-- start --

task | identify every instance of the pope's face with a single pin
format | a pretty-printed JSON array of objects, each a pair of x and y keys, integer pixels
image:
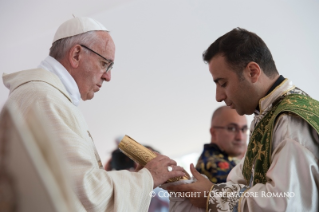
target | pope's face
[
  {"x": 235, "y": 92},
  {"x": 92, "y": 70}
]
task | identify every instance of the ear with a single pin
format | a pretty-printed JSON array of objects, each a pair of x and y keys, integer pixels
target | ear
[
  {"x": 253, "y": 71},
  {"x": 212, "y": 132},
  {"x": 75, "y": 55}
]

-- end --

To be done: Reproduce every line of the listing above verbatim, omitting the pictures.

Result of this task:
task | identify every instance of the pope's face with a single pin
format | a pretty-printed JSON array of objects, each a pair of x and y keys, integer pixels
image:
target | pope's face
[
  {"x": 235, "y": 92},
  {"x": 92, "y": 70}
]
task | identify every instance of the ear with a single pin
format | a pretty-printed JSON array of objects, each a pair of x and y keys, integer pixels
target | ear
[
  {"x": 253, "y": 71},
  {"x": 212, "y": 132},
  {"x": 75, "y": 55}
]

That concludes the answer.